--- DATA LINES ---
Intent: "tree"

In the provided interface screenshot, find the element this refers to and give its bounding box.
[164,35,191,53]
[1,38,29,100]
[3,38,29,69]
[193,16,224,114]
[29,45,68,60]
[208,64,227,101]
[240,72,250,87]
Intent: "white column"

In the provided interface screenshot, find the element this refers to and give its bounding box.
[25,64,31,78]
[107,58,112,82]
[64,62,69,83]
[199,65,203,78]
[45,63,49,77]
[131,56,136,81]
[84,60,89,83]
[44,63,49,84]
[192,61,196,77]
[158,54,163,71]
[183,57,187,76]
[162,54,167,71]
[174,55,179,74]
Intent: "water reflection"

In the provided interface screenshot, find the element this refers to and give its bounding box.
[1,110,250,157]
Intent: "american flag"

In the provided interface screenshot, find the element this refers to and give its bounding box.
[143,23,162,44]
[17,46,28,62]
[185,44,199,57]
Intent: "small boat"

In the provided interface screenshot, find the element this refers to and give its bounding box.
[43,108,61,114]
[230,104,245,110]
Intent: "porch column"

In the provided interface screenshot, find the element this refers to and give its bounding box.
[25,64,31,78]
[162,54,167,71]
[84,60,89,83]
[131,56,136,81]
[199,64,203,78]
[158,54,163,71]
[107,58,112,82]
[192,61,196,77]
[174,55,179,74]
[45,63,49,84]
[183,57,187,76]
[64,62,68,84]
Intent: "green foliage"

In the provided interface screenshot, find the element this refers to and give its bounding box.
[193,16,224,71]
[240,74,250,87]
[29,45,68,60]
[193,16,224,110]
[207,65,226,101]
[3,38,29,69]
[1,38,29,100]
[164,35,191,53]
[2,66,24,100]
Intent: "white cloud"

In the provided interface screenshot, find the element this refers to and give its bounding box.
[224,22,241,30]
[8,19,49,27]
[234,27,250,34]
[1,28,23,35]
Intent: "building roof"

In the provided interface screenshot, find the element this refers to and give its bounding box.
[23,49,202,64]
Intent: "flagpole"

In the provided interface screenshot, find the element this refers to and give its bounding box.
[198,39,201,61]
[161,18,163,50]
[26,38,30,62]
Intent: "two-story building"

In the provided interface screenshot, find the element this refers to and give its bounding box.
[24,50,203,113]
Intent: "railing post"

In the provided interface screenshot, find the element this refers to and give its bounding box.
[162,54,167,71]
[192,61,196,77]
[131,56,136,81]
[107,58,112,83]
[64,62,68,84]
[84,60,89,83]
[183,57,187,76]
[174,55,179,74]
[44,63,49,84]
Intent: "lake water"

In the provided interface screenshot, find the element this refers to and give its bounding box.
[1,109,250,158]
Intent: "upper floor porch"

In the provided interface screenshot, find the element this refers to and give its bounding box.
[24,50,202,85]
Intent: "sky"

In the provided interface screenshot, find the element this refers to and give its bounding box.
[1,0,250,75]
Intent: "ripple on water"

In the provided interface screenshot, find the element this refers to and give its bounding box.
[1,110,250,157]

--- GIVEN EXERCISE ---
Reproduce every one of the lines above word for word, with no changes.

--- EXERCISE SOLUTION ---
Intent: "tree"

In the provided interface screenshot, find the element this refers to and give its bounding box.
[164,35,191,53]
[1,38,29,100]
[3,38,29,69]
[193,16,224,114]
[29,45,68,60]
[208,64,227,101]
[240,72,250,87]
Intent: "white column"

In the provided interface screenshot, find the element this refers to and give its bounding box.
[25,64,31,78]
[107,58,112,82]
[64,62,69,83]
[199,65,203,78]
[45,63,49,77]
[131,56,136,81]
[84,60,89,83]
[44,63,49,84]
[192,61,196,77]
[158,54,163,71]
[183,57,187,76]
[162,54,167,71]
[174,55,179,74]
Intent: "water reflection"

In the provided interface screenshot, find the element this refers to and give its bounding box.
[1,110,250,157]
Intent: "american flag"

In the provided interface screenshot, find the element this refers to and give its bounding box.
[143,23,162,44]
[17,46,28,62]
[185,44,199,57]
Intent: "small boat"

In the provided interface screenshot, find the element this refers to and give its bounding box.
[43,108,61,114]
[230,104,245,110]
Intent: "porch column"

In the provided interface screenshot, find the element this refers to and give its bounding box.
[25,64,31,78]
[162,54,167,71]
[84,60,89,83]
[131,56,136,81]
[199,64,203,78]
[158,54,163,71]
[107,58,112,82]
[192,61,196,77]
[174,55,179,74]
[45,63,49,84]
[183,57,187,76]
[64,62,68,84]
Intent: "green foliage"

In the provided interface screenshot, find the element this refers to and give its bounding box.
[193,16,224,71]
[240,74,250,87]
[29,45,68,60]
[193,16,224,110]
[207,65,226,101]
[3,38,29,69]
[1,38,29,100]
[164,35,191,53]
[2,66,24,100]
Intent: "white cloud"

In the provided interface screenshot, find the element this refers to and give its bounding box.
[224,22,241,30]
[8,19,49,27]
[234,27,250,34]
[1,28,23,35]
Intent: "building roof"

In the provided interface screenshot, find the element this refers to and give its bounding box.
[23,49,202,64]
Intent: "flagpole"

In the provided interface screenshot, find the element this refers to and give its bounding box.
[198,39,201,61]
[161,18,163,50]
[26,38,30,62]
Intent: "two-story building"

In the provided interface screenshot, find the element this refers to and give its bounding box.
[24,50,203,113]
Intent: "railing post"

In the provided interface screenshot, find the element this refers to and give its bounding box.
[162,54,167,71]
[192,61,196,77]
[131,56,136,81]
[107,58,112,83]
[64,62,68,84]
[84,60,89,83]
[183,57,187,76]
[174,55,179,74]
[44,63,49,84]
Intent: "lake water"

In the provided interface screenshot, find the element this refers to and give its bounding box.
[1,109,250,158]
Intent: "upper floor porch"

In the provided interface screenshot, find the element this refers to and give its bounding box.
[24,50,202,85]
Intent: "sky"

In the provided interface screenshot, find the element this refers to and give its bounding box.
[1,0,250,75]
Intent: "ripple on water"

In the provided interface screenshot, find the element this refers to and give its bounding box.
[1,110,250,157]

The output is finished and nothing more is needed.